[Location identification entries]
╭──

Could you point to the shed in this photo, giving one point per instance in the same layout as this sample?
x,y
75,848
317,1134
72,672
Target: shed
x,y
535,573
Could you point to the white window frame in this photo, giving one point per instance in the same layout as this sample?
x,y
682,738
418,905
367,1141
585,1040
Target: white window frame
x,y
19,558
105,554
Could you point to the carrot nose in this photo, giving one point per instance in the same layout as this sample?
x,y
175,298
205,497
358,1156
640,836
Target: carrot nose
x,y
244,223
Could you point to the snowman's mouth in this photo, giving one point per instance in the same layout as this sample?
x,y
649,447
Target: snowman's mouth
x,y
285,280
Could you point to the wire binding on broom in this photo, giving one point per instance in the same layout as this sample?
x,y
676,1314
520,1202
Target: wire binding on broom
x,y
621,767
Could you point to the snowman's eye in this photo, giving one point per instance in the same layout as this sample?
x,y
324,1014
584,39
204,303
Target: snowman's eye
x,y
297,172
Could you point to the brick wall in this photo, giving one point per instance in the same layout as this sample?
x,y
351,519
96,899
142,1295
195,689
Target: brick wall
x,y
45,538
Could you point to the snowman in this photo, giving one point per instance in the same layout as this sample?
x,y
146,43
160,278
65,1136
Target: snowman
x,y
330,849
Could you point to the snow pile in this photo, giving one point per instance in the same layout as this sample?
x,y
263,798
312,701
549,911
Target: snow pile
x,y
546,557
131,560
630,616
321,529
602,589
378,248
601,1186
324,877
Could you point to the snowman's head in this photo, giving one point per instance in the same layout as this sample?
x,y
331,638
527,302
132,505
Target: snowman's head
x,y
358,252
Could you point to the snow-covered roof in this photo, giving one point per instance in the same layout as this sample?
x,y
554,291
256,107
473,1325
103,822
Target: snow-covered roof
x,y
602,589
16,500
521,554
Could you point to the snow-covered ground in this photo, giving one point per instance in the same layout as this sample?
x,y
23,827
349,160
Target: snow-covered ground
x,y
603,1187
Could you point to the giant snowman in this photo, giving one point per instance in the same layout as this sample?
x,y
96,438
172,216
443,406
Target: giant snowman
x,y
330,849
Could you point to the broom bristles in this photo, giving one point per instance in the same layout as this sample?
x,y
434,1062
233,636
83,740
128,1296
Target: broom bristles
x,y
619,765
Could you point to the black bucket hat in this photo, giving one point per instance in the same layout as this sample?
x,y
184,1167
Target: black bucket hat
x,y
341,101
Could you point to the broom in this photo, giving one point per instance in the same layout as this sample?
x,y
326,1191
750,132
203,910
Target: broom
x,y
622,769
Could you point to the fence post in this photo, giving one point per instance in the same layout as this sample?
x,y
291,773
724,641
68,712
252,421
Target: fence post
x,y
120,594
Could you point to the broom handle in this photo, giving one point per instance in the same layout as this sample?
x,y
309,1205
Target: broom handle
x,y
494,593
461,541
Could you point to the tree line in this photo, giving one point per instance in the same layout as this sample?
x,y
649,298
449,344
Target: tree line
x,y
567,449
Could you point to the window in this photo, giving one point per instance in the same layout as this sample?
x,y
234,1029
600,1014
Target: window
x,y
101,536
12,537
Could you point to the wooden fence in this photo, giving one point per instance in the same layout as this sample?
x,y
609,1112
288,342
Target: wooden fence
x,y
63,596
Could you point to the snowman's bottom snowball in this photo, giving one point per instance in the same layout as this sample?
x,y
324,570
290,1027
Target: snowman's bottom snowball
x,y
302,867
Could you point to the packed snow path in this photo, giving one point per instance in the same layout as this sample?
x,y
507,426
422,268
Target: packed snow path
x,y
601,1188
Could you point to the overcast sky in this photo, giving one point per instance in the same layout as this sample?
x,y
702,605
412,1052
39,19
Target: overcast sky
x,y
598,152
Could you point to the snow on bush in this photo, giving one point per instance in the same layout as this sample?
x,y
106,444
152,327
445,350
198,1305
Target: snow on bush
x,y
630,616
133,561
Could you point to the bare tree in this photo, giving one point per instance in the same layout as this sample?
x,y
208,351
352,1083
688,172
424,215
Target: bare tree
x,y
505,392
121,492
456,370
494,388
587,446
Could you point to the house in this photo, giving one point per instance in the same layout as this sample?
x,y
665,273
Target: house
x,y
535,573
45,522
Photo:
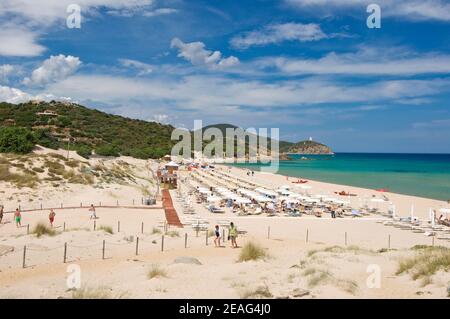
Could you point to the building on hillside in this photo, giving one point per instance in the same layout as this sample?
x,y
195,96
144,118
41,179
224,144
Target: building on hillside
x,y
47,113
9,122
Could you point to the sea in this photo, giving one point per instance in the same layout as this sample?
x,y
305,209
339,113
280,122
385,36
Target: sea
x,y
423,175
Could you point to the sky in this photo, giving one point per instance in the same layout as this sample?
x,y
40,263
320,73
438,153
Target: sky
x,y
312,68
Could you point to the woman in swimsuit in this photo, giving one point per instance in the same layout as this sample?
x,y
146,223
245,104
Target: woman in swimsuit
x,y
217,238
51,217
18,218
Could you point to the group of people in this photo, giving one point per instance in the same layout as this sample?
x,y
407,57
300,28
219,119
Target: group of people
x,y
51,215
232,235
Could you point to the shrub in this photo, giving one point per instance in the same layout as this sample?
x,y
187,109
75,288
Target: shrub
x,y
252,251
84,151
107,150
16,140
156,272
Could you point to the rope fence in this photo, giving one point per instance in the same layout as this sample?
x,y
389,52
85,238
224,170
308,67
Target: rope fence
x,y
130,204
136,245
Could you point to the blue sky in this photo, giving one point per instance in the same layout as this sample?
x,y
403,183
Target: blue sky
x,y
309,67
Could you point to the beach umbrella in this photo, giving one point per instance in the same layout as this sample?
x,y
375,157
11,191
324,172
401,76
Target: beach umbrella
x,y
241,200
213,199
262,199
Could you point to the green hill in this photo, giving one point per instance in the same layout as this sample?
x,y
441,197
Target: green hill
x,y
58,124
68,125
305,147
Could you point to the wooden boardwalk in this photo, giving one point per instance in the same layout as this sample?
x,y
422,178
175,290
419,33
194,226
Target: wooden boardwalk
x,y
171,214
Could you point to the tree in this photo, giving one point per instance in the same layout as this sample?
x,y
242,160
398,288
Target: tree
x,y
16,140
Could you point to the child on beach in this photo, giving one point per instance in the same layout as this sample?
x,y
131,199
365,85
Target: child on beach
x,y
233,235
92,209
217,238
51,217
18,218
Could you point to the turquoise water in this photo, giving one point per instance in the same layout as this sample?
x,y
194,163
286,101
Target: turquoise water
x,y
424,175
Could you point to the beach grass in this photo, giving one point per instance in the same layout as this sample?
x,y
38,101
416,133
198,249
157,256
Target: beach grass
x,y
341,250
317,277
258,292
97,293
173,233
156,272
41,229
106,229
156,230
252,251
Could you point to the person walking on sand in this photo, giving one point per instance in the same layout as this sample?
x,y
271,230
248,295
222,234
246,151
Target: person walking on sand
x,y
217,236
233,235
92,209
18,218
51,217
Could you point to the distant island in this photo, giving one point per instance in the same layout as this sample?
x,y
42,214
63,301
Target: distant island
x,y
87,131
308,147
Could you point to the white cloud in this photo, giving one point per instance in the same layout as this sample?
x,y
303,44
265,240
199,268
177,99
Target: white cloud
x,y
19,42
277,33
213,94
13,95
23,21
47,12
411,9
160,118
196,53
143,68
437,124
366,61
55,68
160,11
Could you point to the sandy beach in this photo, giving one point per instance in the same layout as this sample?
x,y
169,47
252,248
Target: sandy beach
x,y
306,257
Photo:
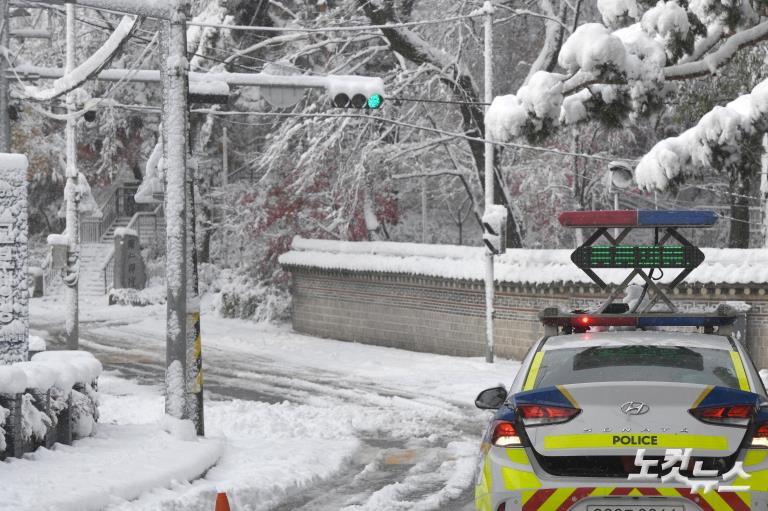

╰──

TASK DESCRIPTION |
Gather every line of the material above that contains the string "brick", matching case exactly.

SOLVED EXERCISE |
Could you point to the brick wall in this photo, giving one point per instance in the same layout as this sample?
Target: brick wall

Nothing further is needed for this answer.